Supplied data -
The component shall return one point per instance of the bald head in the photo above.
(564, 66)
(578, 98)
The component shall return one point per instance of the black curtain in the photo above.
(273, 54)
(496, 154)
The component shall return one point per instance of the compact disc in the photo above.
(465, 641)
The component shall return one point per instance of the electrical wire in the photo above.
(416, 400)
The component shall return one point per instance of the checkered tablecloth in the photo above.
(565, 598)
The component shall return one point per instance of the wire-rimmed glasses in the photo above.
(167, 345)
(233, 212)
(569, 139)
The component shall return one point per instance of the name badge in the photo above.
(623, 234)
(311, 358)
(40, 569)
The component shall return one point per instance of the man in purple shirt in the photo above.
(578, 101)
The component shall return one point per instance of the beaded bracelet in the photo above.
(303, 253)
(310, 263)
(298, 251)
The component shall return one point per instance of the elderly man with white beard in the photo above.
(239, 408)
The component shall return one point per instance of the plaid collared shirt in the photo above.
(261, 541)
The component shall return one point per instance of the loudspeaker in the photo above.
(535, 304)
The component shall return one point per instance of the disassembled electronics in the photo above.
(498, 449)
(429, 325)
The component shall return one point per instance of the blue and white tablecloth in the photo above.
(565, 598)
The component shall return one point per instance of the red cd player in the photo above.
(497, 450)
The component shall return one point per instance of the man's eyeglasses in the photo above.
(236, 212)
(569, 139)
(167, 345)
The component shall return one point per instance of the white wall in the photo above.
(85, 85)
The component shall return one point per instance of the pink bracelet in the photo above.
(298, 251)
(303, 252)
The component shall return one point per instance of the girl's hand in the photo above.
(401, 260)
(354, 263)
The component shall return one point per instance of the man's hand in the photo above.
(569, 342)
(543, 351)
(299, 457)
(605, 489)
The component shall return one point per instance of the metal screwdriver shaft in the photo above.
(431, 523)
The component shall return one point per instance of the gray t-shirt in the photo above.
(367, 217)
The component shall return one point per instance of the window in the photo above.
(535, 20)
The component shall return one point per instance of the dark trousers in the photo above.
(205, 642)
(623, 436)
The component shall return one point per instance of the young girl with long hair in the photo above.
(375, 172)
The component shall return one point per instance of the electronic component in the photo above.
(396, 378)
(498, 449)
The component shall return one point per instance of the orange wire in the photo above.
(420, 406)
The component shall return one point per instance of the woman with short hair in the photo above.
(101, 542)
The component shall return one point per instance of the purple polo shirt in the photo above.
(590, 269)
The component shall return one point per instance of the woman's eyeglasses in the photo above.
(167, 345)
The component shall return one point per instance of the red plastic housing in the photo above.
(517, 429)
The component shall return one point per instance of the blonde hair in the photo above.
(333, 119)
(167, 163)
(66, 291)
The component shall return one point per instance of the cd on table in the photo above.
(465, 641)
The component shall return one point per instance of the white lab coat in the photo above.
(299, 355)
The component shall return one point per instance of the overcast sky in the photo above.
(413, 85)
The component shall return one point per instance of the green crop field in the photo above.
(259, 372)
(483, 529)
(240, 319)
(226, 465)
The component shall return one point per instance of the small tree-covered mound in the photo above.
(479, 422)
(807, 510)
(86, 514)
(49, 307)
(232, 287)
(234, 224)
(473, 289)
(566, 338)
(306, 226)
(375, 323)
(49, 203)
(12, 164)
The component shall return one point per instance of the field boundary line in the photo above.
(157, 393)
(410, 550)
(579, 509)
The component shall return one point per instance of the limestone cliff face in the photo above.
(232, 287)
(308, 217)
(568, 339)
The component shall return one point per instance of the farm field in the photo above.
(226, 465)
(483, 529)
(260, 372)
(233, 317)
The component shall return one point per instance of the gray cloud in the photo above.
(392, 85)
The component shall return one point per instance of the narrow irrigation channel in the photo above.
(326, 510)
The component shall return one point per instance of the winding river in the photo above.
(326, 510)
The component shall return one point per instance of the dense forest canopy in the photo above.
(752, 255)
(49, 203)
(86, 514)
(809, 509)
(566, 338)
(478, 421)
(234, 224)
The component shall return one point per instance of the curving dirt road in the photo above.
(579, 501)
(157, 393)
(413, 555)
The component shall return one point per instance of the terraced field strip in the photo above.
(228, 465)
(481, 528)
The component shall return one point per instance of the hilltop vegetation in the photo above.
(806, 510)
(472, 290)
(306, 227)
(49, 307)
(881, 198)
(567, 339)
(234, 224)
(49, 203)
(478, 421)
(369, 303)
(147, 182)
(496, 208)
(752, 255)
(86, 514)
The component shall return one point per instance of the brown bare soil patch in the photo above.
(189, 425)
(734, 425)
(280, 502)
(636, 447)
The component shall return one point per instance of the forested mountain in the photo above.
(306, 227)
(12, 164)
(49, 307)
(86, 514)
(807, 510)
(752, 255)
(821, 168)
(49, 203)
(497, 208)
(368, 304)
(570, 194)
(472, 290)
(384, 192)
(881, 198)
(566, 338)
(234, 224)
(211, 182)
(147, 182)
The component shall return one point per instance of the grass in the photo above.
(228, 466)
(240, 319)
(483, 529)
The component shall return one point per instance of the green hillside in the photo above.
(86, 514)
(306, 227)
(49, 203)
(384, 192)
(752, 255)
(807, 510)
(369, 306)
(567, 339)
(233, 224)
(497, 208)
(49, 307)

==

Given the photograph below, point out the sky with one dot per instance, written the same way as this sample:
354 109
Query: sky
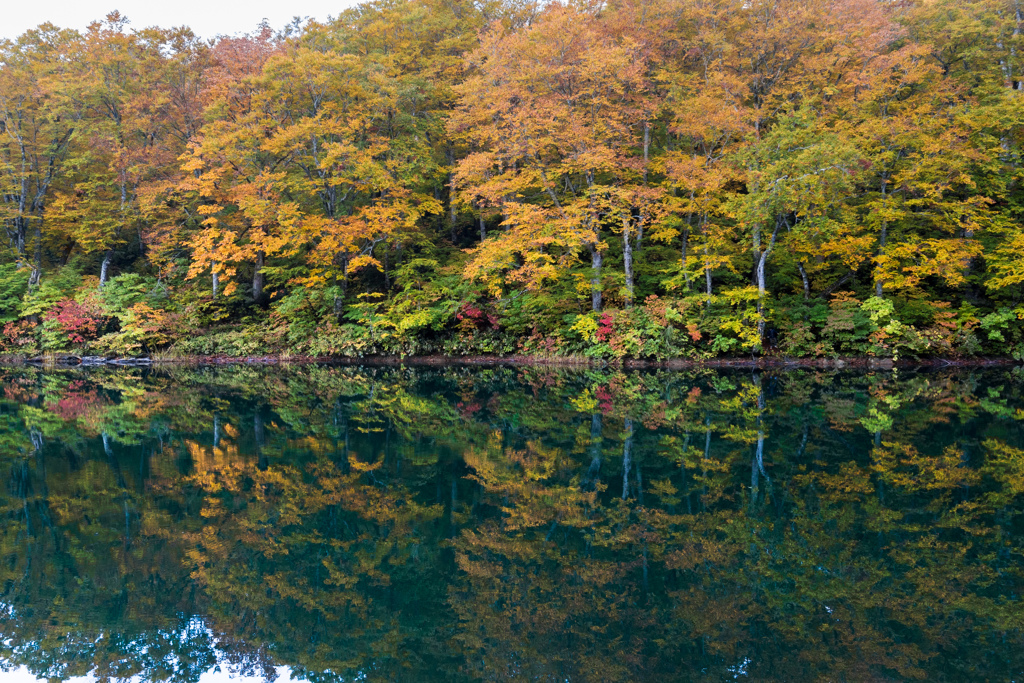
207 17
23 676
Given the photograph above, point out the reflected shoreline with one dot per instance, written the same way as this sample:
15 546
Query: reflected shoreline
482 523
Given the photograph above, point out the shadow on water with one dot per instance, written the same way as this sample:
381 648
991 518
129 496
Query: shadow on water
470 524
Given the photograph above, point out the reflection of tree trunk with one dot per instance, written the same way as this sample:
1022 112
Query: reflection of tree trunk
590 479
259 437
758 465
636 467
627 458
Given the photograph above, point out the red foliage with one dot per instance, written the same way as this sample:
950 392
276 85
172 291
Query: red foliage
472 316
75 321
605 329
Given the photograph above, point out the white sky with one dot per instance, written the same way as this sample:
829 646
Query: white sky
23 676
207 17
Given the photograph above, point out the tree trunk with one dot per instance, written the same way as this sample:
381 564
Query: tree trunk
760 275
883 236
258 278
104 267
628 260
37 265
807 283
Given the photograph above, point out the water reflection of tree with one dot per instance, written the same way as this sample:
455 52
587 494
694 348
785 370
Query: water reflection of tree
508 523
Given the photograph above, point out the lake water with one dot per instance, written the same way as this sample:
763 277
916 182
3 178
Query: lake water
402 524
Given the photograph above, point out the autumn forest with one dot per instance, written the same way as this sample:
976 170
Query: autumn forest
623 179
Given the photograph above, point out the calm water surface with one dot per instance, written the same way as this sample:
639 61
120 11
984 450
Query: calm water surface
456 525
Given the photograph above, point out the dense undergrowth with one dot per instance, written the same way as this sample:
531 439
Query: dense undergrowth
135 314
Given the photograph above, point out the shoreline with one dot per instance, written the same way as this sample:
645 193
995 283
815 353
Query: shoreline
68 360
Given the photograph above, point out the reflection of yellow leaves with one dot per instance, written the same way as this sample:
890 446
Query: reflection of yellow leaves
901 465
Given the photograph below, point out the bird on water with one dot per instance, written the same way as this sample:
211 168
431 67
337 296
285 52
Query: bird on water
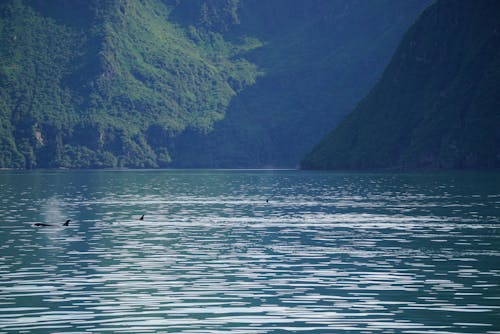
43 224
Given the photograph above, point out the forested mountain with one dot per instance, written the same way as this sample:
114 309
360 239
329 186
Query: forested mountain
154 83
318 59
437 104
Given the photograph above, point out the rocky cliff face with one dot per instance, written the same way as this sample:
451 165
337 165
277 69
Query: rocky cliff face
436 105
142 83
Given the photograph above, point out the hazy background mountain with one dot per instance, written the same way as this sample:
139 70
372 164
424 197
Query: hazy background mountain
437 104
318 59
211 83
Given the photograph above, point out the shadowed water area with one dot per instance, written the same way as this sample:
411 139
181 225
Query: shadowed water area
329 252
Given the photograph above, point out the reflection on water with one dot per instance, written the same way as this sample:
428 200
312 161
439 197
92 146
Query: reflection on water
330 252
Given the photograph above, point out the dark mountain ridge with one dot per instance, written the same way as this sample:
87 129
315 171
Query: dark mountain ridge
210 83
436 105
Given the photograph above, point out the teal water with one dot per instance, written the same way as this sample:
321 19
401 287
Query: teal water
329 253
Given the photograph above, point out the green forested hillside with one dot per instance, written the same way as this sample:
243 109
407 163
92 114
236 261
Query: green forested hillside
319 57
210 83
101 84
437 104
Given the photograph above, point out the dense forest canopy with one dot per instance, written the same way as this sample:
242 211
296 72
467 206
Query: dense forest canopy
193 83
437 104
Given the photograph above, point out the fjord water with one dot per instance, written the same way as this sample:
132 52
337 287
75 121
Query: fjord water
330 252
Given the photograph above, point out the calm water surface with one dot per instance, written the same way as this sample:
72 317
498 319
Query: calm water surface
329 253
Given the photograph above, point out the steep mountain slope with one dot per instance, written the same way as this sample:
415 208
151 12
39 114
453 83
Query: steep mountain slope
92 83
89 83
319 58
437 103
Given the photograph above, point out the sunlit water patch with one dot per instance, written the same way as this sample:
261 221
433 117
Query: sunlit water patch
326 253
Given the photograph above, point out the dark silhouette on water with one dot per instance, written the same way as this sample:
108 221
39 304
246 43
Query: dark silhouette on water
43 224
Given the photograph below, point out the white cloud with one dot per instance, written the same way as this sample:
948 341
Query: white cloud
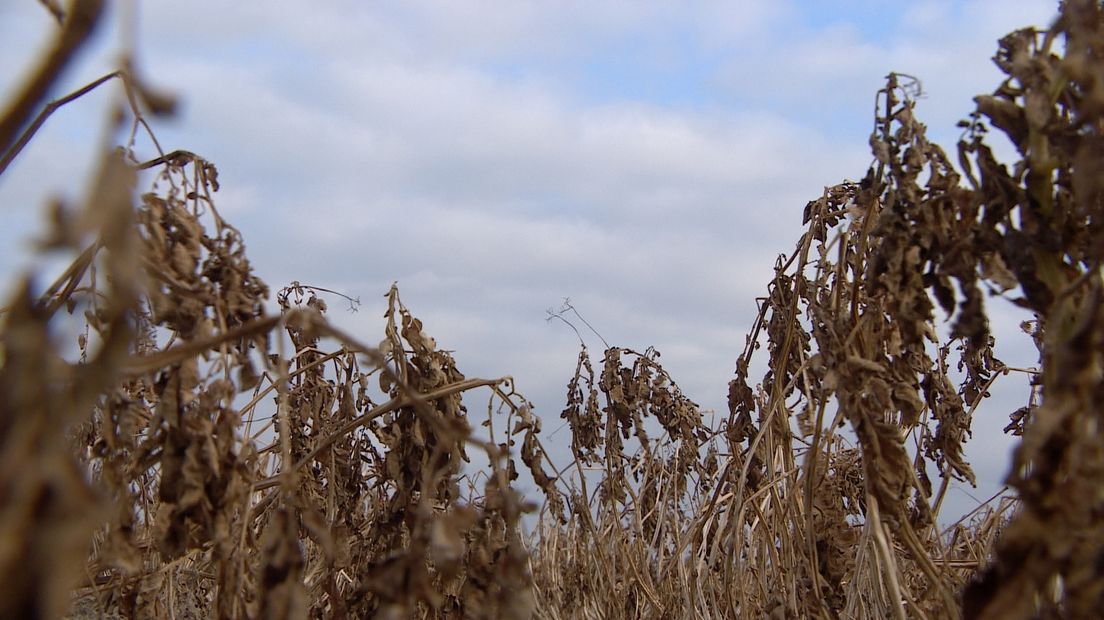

The task -
Locate and copy every line of the records that contains the word "hazy". Case counts.

Problem solution -
Given the photograph above, point out the hazy background mountain with one dot per instance, written the same way as this sample:
Query: hazy background mountain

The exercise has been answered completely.